• THE RECORDS

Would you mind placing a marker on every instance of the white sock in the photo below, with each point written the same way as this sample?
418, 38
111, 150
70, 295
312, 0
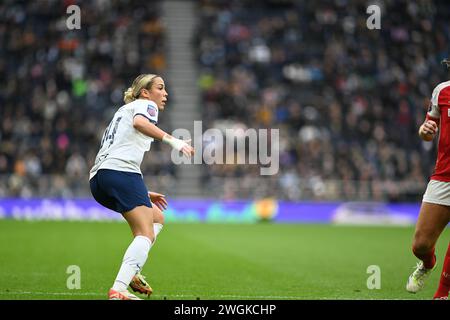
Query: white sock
133, 261
157, 227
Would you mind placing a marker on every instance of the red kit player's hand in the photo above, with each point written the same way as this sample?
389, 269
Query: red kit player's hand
429, 127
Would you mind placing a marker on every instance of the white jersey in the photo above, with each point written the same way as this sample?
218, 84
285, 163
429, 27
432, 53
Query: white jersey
123, 147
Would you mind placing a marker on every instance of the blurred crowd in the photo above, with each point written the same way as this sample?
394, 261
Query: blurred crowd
348, 100
60, 87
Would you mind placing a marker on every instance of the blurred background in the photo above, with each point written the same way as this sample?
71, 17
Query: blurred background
347, 100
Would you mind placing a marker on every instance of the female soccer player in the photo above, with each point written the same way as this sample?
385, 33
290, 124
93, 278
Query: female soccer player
116, 180
435, 210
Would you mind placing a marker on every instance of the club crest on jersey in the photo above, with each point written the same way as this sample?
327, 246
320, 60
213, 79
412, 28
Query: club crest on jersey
151, 110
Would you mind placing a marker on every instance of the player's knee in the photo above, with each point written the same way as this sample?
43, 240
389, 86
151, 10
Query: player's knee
158, 216
421, 244
146, 232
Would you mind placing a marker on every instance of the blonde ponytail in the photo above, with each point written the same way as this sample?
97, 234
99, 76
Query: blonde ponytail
143, 81
128, 95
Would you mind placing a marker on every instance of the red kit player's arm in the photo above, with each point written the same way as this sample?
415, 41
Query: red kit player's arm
429, 128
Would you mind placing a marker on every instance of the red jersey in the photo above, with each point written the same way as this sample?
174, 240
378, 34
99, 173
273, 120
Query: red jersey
439, 112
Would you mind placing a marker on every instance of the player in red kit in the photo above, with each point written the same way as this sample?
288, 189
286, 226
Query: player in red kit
435, 210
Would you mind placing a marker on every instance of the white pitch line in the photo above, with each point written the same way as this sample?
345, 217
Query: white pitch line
186, 296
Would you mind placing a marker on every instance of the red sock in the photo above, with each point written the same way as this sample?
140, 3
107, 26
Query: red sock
444, 282
429, 258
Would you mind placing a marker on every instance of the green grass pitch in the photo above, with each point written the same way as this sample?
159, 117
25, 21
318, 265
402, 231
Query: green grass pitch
212, 261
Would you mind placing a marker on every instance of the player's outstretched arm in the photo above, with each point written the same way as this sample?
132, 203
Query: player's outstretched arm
142, 124
428, 130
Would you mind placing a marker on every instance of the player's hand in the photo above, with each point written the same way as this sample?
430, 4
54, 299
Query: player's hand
158, 199
187, 149
180, 145
429, 127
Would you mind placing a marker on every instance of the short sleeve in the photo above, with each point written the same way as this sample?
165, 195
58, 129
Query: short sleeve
147, 109
433, 110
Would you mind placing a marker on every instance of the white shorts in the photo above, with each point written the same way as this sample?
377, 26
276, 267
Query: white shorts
437, 192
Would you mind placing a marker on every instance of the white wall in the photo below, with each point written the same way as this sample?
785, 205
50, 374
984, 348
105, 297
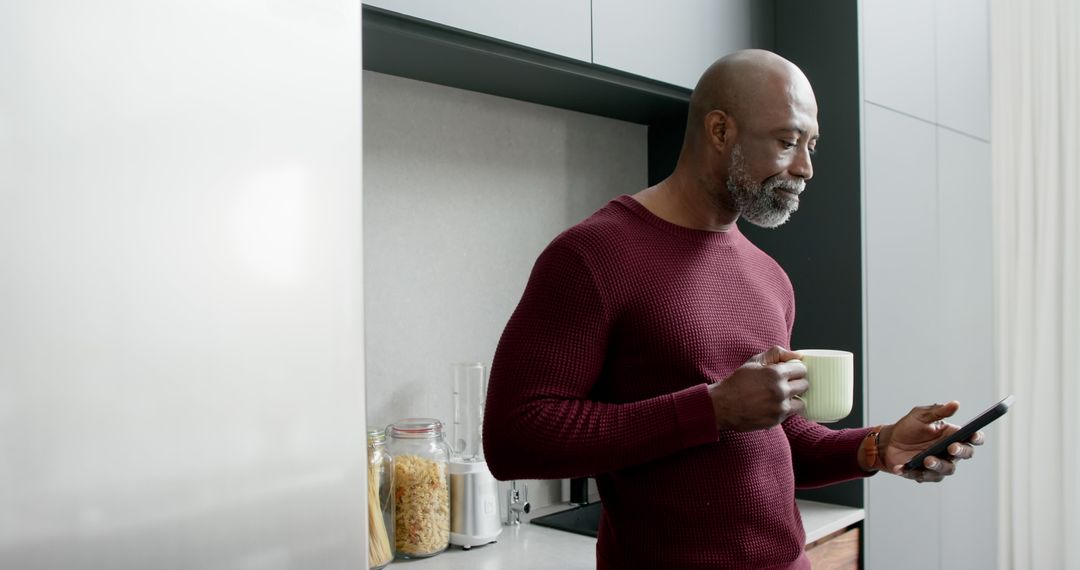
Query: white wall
461, 192
180, 340
927, 236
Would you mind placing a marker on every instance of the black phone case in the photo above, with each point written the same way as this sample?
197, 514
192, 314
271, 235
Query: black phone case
940, 449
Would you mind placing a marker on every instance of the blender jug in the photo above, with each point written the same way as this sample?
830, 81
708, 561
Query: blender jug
474, 492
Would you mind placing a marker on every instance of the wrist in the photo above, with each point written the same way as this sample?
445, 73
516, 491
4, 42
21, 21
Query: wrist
872, 448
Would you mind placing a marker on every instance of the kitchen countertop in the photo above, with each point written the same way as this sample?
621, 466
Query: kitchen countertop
529, 546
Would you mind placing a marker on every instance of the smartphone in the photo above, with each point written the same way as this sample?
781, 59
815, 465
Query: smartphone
941, 448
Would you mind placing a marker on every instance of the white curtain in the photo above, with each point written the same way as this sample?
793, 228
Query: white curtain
1035, 100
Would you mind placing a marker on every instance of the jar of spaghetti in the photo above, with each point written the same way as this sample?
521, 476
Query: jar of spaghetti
380, 500
421, 487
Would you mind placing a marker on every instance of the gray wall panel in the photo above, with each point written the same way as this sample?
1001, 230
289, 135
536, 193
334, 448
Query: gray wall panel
461, 192
963, 66
902, 314
968, 510
899, 55
676, 41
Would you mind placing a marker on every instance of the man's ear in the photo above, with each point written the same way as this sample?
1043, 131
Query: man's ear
720, 129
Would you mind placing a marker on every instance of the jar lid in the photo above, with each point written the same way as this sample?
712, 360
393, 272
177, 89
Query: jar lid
415, 428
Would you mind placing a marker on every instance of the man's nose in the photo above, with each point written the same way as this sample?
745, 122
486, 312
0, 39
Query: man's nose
802, 165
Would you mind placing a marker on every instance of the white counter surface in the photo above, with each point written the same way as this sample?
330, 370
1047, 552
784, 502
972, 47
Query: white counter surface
530, 546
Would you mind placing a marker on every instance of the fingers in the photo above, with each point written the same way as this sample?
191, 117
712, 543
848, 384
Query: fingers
792, 369
961, 450
933, 470
935, 412
777, 354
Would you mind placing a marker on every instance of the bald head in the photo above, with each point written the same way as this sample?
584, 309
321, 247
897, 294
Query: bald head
744, 85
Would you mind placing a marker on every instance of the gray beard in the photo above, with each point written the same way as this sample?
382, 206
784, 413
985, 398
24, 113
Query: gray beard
763, 204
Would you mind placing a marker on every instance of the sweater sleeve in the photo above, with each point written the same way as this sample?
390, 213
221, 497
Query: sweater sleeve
540, 420
821, 456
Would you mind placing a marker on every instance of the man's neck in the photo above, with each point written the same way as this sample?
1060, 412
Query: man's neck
687, 203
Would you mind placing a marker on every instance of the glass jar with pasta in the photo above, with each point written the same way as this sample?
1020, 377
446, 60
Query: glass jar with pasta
380, 500
421, 487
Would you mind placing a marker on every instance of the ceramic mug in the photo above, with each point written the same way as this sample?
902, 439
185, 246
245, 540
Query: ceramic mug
832, 377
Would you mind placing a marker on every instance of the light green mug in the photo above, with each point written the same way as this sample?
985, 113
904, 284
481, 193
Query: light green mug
832, 377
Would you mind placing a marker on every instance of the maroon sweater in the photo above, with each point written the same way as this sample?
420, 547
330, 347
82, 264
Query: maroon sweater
603, 371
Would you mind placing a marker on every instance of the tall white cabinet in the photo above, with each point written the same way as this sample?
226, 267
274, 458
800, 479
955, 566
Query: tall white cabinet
927, 241
180, 327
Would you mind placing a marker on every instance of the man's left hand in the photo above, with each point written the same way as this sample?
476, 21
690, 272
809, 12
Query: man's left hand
919, 430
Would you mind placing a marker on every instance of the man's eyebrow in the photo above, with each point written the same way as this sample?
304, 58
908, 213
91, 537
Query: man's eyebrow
801, 132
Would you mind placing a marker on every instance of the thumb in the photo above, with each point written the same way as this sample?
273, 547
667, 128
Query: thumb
778, 354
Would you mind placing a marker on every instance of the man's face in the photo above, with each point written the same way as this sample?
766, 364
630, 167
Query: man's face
769, 164
768, 203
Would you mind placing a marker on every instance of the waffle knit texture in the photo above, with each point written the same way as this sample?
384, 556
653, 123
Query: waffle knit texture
603, 369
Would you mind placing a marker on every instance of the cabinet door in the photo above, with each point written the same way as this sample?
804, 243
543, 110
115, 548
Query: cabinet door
676, 41
554, 26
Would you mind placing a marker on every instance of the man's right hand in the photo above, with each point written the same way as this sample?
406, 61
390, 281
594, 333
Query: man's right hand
761, 392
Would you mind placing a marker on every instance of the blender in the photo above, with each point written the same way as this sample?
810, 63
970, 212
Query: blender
474, 492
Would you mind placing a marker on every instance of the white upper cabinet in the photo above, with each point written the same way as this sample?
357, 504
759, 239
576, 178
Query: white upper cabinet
675, 41
963, 66
555, 26
899, 55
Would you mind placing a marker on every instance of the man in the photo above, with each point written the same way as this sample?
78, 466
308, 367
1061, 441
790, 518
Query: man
647, 351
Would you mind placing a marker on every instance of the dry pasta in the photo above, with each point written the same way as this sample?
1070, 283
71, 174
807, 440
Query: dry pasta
378, 544
422, 516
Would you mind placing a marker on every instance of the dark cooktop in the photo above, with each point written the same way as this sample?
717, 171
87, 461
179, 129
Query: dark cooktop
584, 519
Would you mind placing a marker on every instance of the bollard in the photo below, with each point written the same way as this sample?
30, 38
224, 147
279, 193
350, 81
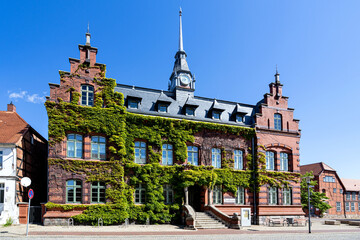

• TO DO
Whenever the string "below" shows up in a line above, copy that line.

• EXERCISE ANSWER
Would you mind placing a marker on every instance of the white sock in the photo below, with each point written the same way as this sample?
Would you mind placing a marker on every instance of the white wall in the photo below, with each point written the same way as this sample?
Would you mind placing a marker on every instance of the bollard in the photo below, with each point written the same way as this sample?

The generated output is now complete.